The records
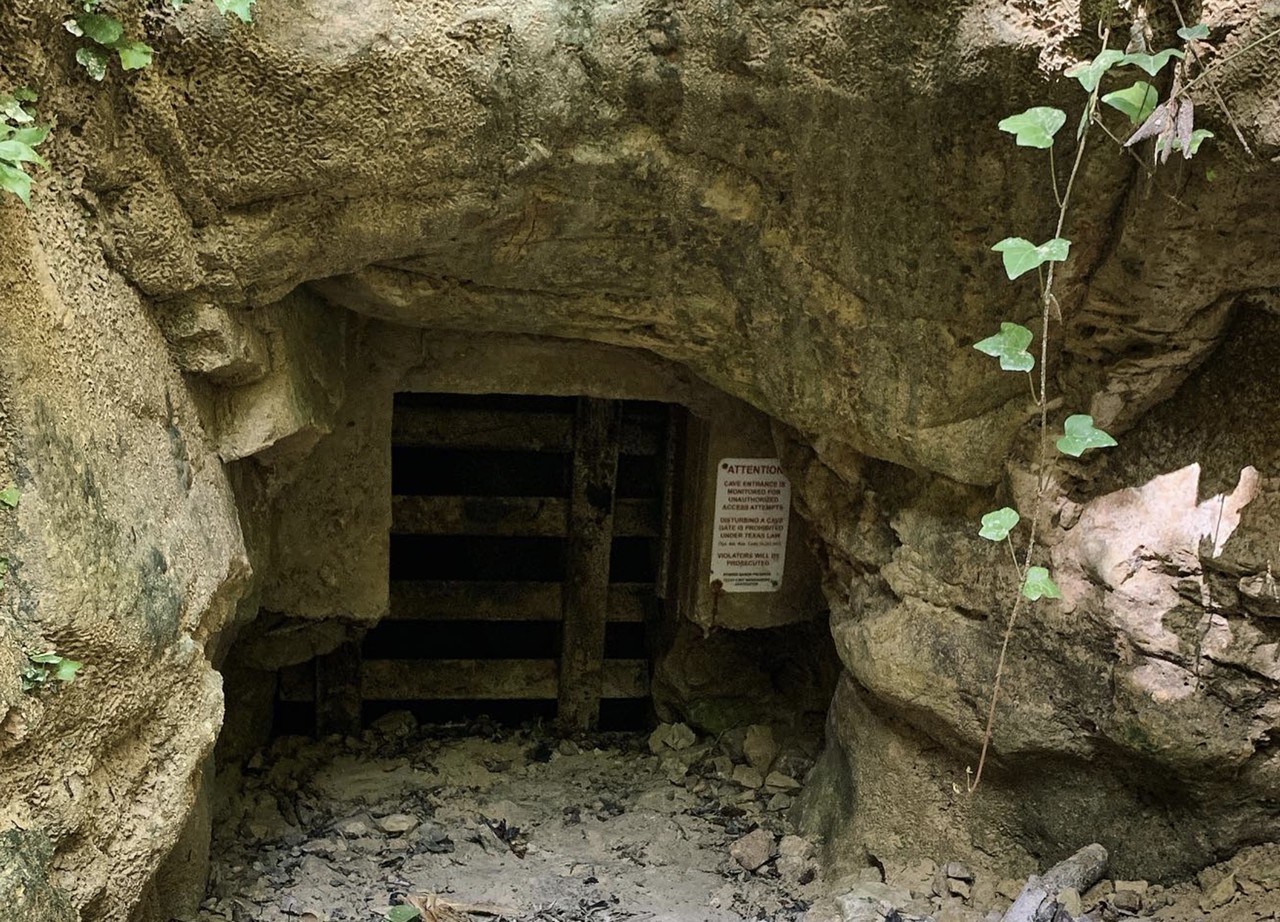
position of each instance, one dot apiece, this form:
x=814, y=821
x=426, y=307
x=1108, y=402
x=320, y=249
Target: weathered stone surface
x=26, y=894
x=794, y=205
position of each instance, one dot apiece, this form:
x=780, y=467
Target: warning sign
x=753, y=506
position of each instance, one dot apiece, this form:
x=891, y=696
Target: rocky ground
x=465, y=822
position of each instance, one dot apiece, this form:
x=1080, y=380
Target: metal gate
x=529, y=543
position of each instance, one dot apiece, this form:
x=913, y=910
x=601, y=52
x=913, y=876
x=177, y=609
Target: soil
x=470, y=822
x=512, y=825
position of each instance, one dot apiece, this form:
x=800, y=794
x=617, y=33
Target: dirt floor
x=472, y=822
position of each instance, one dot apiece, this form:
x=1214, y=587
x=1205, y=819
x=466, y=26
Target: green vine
x=19, y=136
x=1171, y=124
x=103, y=40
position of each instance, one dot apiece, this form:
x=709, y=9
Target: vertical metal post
x=585, y=598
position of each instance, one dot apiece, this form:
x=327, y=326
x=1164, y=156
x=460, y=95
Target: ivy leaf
x=67, y=670
x=402, y=913
x=13, y=179
x=1020, y=255
x=1089, y=73
x=1136, y=101
x=1080, y=436
x=1034, y=127
x=1010, y=347
x=92, y=59
x=133, y=55
x=1152, y=64
x=997, y=525
x=101, y=28
x=32, y=137
x=12, y=109
x=1038, y=584
x=16, y=153
x=241, y=8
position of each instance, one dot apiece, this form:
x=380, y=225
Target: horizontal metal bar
x=504, y=430
x=467, y=680
x=499, y=601
x=515, y=516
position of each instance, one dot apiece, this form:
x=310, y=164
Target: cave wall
x=794, y=205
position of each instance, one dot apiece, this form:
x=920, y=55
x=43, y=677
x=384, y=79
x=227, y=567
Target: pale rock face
x=794, y=204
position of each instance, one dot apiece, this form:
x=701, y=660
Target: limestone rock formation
x=794, y=204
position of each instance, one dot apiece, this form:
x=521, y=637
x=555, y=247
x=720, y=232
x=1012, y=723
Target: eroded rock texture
x=796, y=204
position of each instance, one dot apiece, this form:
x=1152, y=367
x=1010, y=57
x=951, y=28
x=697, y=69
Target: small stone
x=396, y=725
x=780, y=781
x=754, y=849
x=1009, y=888
x=748, y=777
x=675, y=770
x=1096, y=894
x=353, y=827
x=1221, y=894
x=759, y=747
x=398, y=824
x=671, y=736
x=778, y=803
x=1069, y=898
x=795, y=847
x=1125, y=900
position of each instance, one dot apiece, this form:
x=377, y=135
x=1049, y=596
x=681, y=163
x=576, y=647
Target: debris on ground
x=478, y=824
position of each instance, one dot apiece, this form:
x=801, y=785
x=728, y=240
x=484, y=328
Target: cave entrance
x=530, y=555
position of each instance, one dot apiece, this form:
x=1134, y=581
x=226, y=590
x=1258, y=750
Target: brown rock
x=754, y=849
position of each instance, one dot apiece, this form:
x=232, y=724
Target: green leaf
x=32, y=137
x=1010, y=347
x=1136, y=101
x=92, y=59
x=1038, y=584
x=101, y=28
x=1080, y=436
x=241, y=8
x=1152, y=64
x=16, y=151
x=997, y=525
x=1020, y=255
x=1089, y=73
x=133, y=55
x=13, y=179
x=67, y=670
x=1198, y=137
x=12, y=109
x=402, y=913
x=1034, y=127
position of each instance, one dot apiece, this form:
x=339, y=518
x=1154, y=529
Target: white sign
x=753, y=506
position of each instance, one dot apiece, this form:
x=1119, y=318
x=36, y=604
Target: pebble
x=1125, y=900
x=671, y=736
x=780, y=781
x=759, y=747
x=1221, y=894
x=398, y=824
x=748, y=777
x=754, y=849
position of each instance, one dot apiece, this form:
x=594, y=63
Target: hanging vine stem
x=1047, y=304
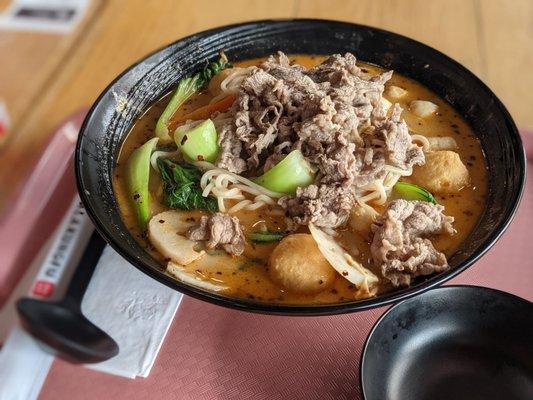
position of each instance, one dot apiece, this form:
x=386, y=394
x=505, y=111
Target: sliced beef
x=401, y=245
x=219, y=230
x=333, y=114
x=399, y=149
x=326, y=206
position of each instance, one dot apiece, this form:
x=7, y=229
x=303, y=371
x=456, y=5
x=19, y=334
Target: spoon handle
x=84, y=271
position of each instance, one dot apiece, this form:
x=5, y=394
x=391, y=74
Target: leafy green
x=186, y=88
x=181, y=187
x=409, y=191
x=287, y=175
x=266, y=237
x=137, y=177
x=198, y=143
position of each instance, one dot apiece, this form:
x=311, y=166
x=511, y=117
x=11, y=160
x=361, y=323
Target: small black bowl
x=454, y=342
x=129, y=95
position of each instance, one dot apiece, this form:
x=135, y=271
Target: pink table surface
x=216, y=353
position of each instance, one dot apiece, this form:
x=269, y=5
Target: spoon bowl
x=65, y=330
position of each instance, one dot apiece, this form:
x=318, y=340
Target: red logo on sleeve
x=43, y=289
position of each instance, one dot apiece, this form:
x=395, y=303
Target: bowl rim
x=290, y=309
x=395, y=307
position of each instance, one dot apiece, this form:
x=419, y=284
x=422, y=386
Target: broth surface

What you will do
Put every one of these lines into a Markdown table with the columns Row and Line, numbering the rows and skipping any blank lines. Leave the pictures out.

Final answer
| Row | Line |
|---|---|
| 1 | position of each instance, one dot apiece, this form: |
| 2 | x=814, y=821 |
| 3 | x=426, y=307 |
| 4 | x=1108, y=402 |
| 5 | x=320, y=249 |
| 6 | Target: weathered stone surface |
| 7 | x=26, y=894 |
| 8 | x=794, y=205 |
| 9 | position of each instance, one dot apiece, this form: |
| 10 | x=780, y=467 |
| 11 | Target: warning sign |
| 12 | x=753, y=506 |
| 13 | position of each instance, one dot apiece, this form: |
| 14 | x=891, y=696 |
| 15 | Target: rocky ground |
| 16 | x=465, y=822 |
| 17 | position of each instance, one dot apiece, this form: |
| 18 | x=1080, y=380 |
| 19 | Target: metal gate |
| 20 | x=529, y=543 |
| 21 | position of each instance, one dot apiece, this form: |
| 22 | x=913, y=910 |
| 23 | x=601, y=52 |
| 24 | x=913, y=876 |
| 25 | x=177, y=609 |
| 26 | Target: soil |
| 27 | x=470, y=822 |
| 28 | x=512, y=825 |
| 29 | position of each instance, one dot apiece, this form: |
| 30 | x=800, y=794 |
| 31 | x=617, y=33 |
| 32 | Target: dirt floor |
| 33 | x=472, y=822 |
| 34 | position of each instance, one dot apiece, this form: |
| 35 | x=1214, y=587 |
| 36 | x=1205, y=819 |
| 37 | x=466, y=26 |
| 38 | Target: green vine |
| 39 | x=19, y=136 |
| 40 | x=1171, y=124 |
| 41 | x=103, y=40 |
| 42 | position of each instance, one dot apiece, this form: |
| 43 | x=709, y=9 |
| 44 | Target: vertical metal post |
| 45 | x=585, y=598 |
| 46 | position of each instance, one dot apiece, this form: |
| 47 | x=327, y=326 |
| 48 | x=1164, y=156 |
| 49 | x=460, y=95 |
| 50 | Target: ivy leaf |
| 51 | x=67, y=670 |
| 52 | x=402, y=913 |
| 53 | x=13, y=179 |
| 54 | x=1020, y=255 |
| 55 | x=1089, y=73 |
| 56 | x=1136, y=101 |
| 57 | x=1080, y=436 |
| 58 | x=1034, y=127 |
| 59 | x=1010, y=347 |
| 60 | x=92, y=59 |
| 61 | x=133, y=55 |
| 62 | x=1152, y=64 |
| 63 | x=997, y=525 |
| 64 | x=101, y=28 |
| 65 | x=32, y=137 |
| 66 | x=12, y=109 |
| 67 | x=1038, y=584 |
| 68 | x=16, y=153 |
| 69 | x=241, y=8 |
| 70 | position of each instance, one dot apiece, this form: |
| 71 | x=380, y=225 |
| 72 | Target: horizontal metal bar |
| 73 | x=504, y=430 |
| 74 | x=467, y=680 |
| 75 | x=499, y=601 |
| 76 | x=515, y=516 |
| 77 | position of each instance, one dot apiece, this form: |
| 78 | x=310, y=164 |
| 79 | Target: cave wall |
| 80 | x=794, y=205 |
| 81 | position of each instance, one dot apiece, this form: |
| 82 | x=920, y=55 |
| 83 | x=43, y=677 |
| 84 | x=384, y=79 |
| 85 | x=227, y=567 |
| 86 | Target: pale rock face |
| 87 | x=794, y=204 |
| 88 | position of each instance, one dot apiece, this form: |
| 89 | x=701, y=660 |
| 90 | Target: limestone rock formation |
| 91 | x=794, y=204 |
| 92 | position of each instance, one dot apiece, this form: |
| 93 | x=521, y=637 |
| 94 | x=555, y=247 |
| 95 | x=720, y=232 |
| 96 | x=1012, y=723 |
| 97 | Target: eroded rock texture |
| 98 | x=796, y=204 |
| 99 | position of each instance, one dot apiece, this form: |
| 100 | x=1152, y=367 |
| 101 | x=1010, y=57 |
| 102 | x=951, y=28 |
| 103 | x=697, y=69 |
| 104 | Target: small stone |
| 105 | x=396, y=725 |
| 106 | x=780, y=781 |
| 107 | x=754, y=849 |
| 108 | x=1009, y=888 |
| 109 | x=748, y=777 |
| 110 | x=675, y=770 |
| 111 | x=1096, y=894 |
| 112 | x=353, y=827 |
| 113 | x=1221, y=894 |
| 114 | x=759, y=747 |
| 115 | x=398, y=824 |
| 116 | x=671, y=736 |
| 117 | x=778, y=803 |
| 118 | x=1069, y=898 |
| 119 | x=795, y=847 |
| 120 | x=1125, y=900 |
| 121 | position of each instance, one dot apiece, this form: |
| 122 | x=377, y=135 |
| 123 | x=1049, y=596 |
| 124 | x=681, y=163 |
| 125 | x=576, y=647 |
| 126 | Target: debris on ground |
| 127 | x=478, y=824 |
| 128 | position of each instance, one dot apiece, this form: |
| 129 | x=801, y=785 |
| 130 | x=728, y=240 |
| 131 | x=484, y=328 |
| 132 | Target: cave entrance |
| 133 | x=530, y=555 |
| 134 | position of each instance, one dot apiece, this form: |
| 135 | x=1134, y=581 |
| 136 | x=226, y=590 |
| 137 | x=1258, y=750 |
| 138 | Target: brown rock |
| 139 | x=754, y=849 |
| 140 | position of each instance, one dot apiece, this form: |
| 141 | x=232, y=724 |
| 142 | Target: green leaf |
| 143 | x=32, y=137 |
| 144 | x=1010, y=347 |
| 145 | x=1136, y=101 |
| 146 | x=92, y=59 |
| 147 | x=1038, y=584 |
| 148 | x=101, y=28 |
| 149 | x=1080, y=436 |
| 150 | x=241, y=8 |
| 151 | x=1152, y=64 |
| 152 | x=16, y=151 |
| 153 | x=997, y=525 |
| 154 | x=1020, y=255 |
| 155 | x=1089, y=73 |
| 156 | x=133, y=55 |
| 157 | x=13, y=179 |
| 158 | x=67, y=670 |
| 159 | x=1198, y=137 |
| 160 | x=12, y=109 |
| 161 | x=402, y=913 |
| 162 | x=1034, y=127 |
| 163 | position of each instance, one dot apiece, this form: |
| 164 | x=339, y=518 |
| 165 | x=1154, y=529 |
| 166 | Target: white sign |
| 167 | x=753, y=506 |
| 168 | position of each instance, one dot apiece, this form: |
| 169 | x=1119, y=318 |
| 170 | x=36, y=604 |
| 171 | Target: pebble |
| 172 | x=1125, y=900 |
| 173 | x=671, y=736 |
| 174 | x=780, y=781 |
| 175 | x=759, y=747 |
| 176 | x=1221, y=894 |
| 177 | x=398, y=824 |
| 178 | x=748, y=777 |
| 179 | x=754, y=849 |
| 180 | position of each instance, one dot apiece, this form: |
| 181 | x=594, y=63 |
| 182 | Target: hanging vine stem |
| 183 | x=1047, y=304 |
| 184 | position of each instance, one dot apiece, this form: |
| 185 | x=386, y=394 |
| 186 | x=505, y=111 |
| 187 | Target: sliced beef |
| 188 | x=401, y=245 |
| 189 | x=219, y=230 |
| 190 | x=333, y=114 |
| 191 | x=399, y=149 |
| 192 | x=326, y=206 |
| 193 | position of each instance, one dot apiece, this form: |
| 194 | x=7, y=229 |
| 195 | x=303, y=371 |
| 196 | x=456, y=5 |
| 197 | x=19, y=334 |
| 198 | Target: spoon handle |
| 199 | x=84, y=271 |
| 200 | position of each instance, one dot apiece, this form: |
| 201 | x=5, y=394 |
| 202 | x=391, y=74 |
| 203 | Target: leafy green |
| 204 | x=186, y=88 |
| 205 | x=181, y=187 |
| 206 | x=409, y=191 |
| 207 | x=287, y=175 |
| 208 | x=266, y=237 |
| 209 | x=137, y=177 |
| 210 | x=198, y=143 |
| 211 | position of each instance, one dot apiece, this form: |
| 212 | x=311, y=166 |
| 213 | x=511, y=117 |
| 214 | x=11, y=160 |
| 215 | x=361, y=323 |
| 216 | Target: small black bowl |
| 217 | x=454, y=342 |
| 218 | x=129, y=95 |
| 219 | position of each instance, one dot apiece, this form: |
| 220 | x=135, y=271 |
| 221 | Target: pink table surface |
| 222 | x=216, y=353 |
| 223 | position of each instance, one dot apiece, this form: |
| 224 | x=269, y=5 |
| 225 | Target: spoon bowl |
| 226 | x=65, y=330 |
| 227 | position of each instance, one dot apiece, this form: |
| 228 | x=318, y=340 |
| 229 | Target: red logo on sleeve |
| 230 | x=43, y=289 |
| 231 | position of each instance, one dot apiece, this form: |
| 232 | x=395, y=303 |
| 233 | Target: bowl rim |
| 234 | x=290, y=309 |
| 235 | x=395, y=307 |
| 236 | position of each instance, one dot apiece, this form: |
| 237 | x=419, y=284 |
| 238 | x=422, y=386 |
| 239 | Target: broth surface |